=== Passage shown ===

Answer
$$
y=2x^{2}+8x-8
$$
The $x$-intercepts are
$$
x_{1}=2\left(\sqrt{2}-1\right) \approx 0.828 ,\:x_{2}=-2\left(1+\sqrt{2}\right) \approx -4.828
$$
The $y$-intercept is -8.
Vertex parabola is $\left(-2 , -16 \right)$.
The axis is $x=-2$ , the vertical line through the vertex.
Plotting the vertex, the $y$-intercept,the $x$-intercepts. and the point $\left(-2 , -16 \right)$. gives the graph in Figure
Work Step by Step
$$
y=2x^{2}+8x-8
$$
The $x$-intercepts can be found by letting $y=0$ to get
$$
y=2x^{2}+8x-8=x^{2}+4x-4=0
$$
This does not appear to factor, so we’ll try the quadratic formula.

=== Data rows ===

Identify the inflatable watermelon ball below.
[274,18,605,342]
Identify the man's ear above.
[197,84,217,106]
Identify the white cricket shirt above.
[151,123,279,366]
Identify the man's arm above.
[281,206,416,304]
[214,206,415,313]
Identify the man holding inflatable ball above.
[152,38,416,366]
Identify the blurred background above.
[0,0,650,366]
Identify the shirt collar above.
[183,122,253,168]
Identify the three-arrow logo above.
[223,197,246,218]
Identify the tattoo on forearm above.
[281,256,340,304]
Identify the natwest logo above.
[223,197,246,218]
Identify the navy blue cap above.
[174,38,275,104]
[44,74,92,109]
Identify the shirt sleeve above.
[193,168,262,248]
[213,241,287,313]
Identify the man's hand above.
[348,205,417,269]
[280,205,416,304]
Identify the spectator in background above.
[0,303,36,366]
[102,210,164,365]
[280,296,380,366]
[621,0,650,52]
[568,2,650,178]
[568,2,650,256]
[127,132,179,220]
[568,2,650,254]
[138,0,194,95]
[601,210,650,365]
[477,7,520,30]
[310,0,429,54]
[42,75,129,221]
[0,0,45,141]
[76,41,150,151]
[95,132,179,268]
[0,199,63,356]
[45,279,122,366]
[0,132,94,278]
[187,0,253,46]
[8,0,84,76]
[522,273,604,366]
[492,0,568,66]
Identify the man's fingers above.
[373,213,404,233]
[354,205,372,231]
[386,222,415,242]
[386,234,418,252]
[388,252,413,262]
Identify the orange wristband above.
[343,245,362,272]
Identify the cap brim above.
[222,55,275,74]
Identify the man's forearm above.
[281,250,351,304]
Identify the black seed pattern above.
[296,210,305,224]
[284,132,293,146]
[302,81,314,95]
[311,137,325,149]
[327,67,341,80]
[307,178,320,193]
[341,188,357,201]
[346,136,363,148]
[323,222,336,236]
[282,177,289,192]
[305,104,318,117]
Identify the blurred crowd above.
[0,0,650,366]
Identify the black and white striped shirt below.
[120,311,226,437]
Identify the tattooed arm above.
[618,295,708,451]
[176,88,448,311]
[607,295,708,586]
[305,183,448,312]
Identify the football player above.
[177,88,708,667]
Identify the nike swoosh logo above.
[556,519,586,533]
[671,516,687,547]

===

What does the parabola solution give as the axis of the graph?

The axis is x = −2, the vertical line through the vertex.